Data entries:
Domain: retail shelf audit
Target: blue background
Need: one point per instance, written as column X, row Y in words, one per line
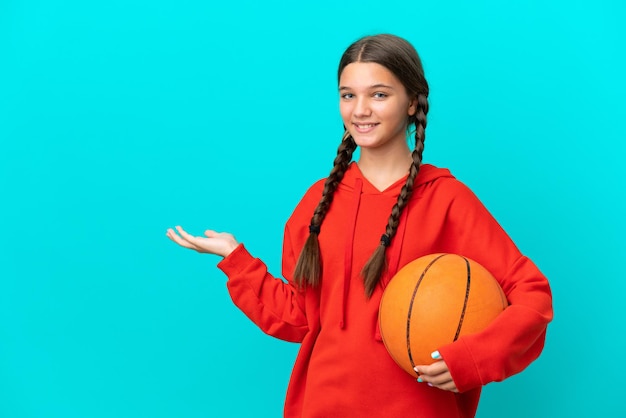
column 120, row 119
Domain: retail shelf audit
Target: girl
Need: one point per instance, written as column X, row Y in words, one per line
column 336, row 263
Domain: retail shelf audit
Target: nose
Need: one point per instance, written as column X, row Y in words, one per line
column 362, row 108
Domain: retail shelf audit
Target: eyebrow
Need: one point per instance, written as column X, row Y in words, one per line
column 373, row 86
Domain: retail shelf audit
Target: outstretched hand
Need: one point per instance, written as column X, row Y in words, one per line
column 437, row 374
column 218, row 243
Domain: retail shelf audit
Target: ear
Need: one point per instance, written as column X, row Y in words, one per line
column 412, row 107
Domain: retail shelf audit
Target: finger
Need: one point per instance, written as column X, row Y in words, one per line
column 180, row 240
column 433, row 369
column 449, row 386
column 185, row 235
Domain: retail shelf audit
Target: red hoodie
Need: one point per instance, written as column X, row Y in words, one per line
column 343, row 369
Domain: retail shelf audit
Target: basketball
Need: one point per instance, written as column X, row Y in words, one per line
column 432, row 301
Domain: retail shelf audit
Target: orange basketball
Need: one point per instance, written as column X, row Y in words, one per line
column 431, row 302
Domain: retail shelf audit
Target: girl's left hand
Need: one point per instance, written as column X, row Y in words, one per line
column 437, row 375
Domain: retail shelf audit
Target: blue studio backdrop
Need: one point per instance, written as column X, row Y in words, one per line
column 120, row 119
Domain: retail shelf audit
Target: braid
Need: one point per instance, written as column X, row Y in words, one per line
column 376, row 265
column 309, row 267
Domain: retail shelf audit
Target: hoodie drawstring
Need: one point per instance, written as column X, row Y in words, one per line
column 347, row 275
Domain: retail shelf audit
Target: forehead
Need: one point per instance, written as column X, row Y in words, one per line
column 366, row 74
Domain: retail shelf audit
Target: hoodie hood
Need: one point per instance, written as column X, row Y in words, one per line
column 356, row 185
column 426, row 174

_Exercise directions_.
Please retype all of the material above line for line, without changing anything, and leave the pictures out.

_Worked answer_.
Domain: retail shelf audit
Target: blue background
Need: one point per instance, written as column X, row Y in words, one per line
column 120, row 119
Domain: retail shelf audit
Target: girl
Need: one point per instance, written as column X, row Y in words, one per line
column 336, row 263
Domain: retail shelf audit
Target: nose
Need: one point per instance, written as column X, row Y in words, one per line
column 362, row 108
Domain: retail shelf audit
Target: eyebrow
Need: one point per instance, written as column X, row Y in words, one per line
column 373, row 86
Domain: retail shelf audit
Target: outstretched hand
Need: one point per instance, written as column X, row Y in words, one per line
column 437, row 374
column 218, row 243
Domain: retail shelf audit
Target: ear
Need: one point per instance, written as column X, row Y in words, one per line
column 412, row 107
Domain: retail shelf audit
Target: finger
Need: one point per instance, written as column X, row Y in words, one per line
column 180, row 240
column 433, row 369
column 449, row 386
column 185, row 235
Domain: retail shelf audit
Target: red hoodie
Need: one point per instance, written as column X, row Y in words, one per line
column 343, row 369
Domain: retail shelf audit
Target: basketball
Need: one point per instance, written as column X, row Y in words, one per line
column 432, row 301
Domain: retail shelf audit
Target: orange basketball
Need: one point per instance, written as column X, row Y in words, one per line
column 431, row 302
Domain: retail shelf audit
Target: girl's left hand
Need: one point per instance, written as column X, row Y in words, one per line
column 437, row 375
Domain: retail shelf audit
Target: blue studio backdrop
Need: one point per instance, written as column X, row Y in words, one per line
column 120, row 119
Domain: retail shelf audit
Target: braid
Need: one point per instance, written as column X, row Y in words, one per line
column 376, row 265
column 309, row 267
Domain: retail shelf audit
Target: hoodie drawstring
Need: one point per instance, written as column X, row Y in words, one per line
column 347, row 275
Domain: retail shelf audit
Target: forehead
Need: one point per instance, written as column X, row Y in words, one per line
column 366, row 74
Domain: retail shelf audit
Target: hoodie hood
Need: one point per instance, written as column X, row Y in words, one per line
column 356, row 185
column 426, row 174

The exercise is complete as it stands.